Copy out, from the data, each line containing the string "trousers".

Start of Record excerpts

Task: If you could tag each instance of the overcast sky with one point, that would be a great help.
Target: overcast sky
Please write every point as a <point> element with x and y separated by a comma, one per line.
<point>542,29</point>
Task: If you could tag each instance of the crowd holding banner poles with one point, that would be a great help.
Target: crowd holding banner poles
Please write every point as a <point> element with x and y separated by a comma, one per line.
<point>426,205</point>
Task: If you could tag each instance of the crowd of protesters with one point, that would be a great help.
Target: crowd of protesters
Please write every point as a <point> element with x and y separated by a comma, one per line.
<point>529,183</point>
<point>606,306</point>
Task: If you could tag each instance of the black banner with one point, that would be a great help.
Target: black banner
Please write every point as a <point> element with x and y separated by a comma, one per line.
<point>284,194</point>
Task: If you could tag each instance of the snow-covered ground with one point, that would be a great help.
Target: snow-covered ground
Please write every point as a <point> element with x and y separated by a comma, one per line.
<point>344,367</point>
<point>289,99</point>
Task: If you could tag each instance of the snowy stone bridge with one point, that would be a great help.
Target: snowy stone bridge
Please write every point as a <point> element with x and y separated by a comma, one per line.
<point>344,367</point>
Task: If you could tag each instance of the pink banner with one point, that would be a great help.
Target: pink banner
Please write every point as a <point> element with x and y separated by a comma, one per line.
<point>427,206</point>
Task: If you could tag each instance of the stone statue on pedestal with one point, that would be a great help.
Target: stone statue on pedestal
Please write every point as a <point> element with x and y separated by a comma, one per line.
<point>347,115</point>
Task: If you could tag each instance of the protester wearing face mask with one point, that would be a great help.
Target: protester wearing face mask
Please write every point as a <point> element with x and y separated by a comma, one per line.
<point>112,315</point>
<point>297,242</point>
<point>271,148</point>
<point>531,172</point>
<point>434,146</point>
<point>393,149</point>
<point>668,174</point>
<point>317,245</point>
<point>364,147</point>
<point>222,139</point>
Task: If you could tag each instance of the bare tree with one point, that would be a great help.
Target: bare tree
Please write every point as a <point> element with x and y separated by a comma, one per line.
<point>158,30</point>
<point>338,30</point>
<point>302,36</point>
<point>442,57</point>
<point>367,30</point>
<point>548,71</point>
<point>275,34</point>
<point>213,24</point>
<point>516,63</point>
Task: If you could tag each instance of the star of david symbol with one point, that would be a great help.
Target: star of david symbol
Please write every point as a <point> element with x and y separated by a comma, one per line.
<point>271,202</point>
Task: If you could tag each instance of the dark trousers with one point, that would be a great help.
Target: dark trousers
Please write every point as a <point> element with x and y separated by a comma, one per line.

End of Record excerpts

▶ Written solution:
Task: If you could tag each instance of the dark trousers with one point, that would be a great help.
Target: dark trousers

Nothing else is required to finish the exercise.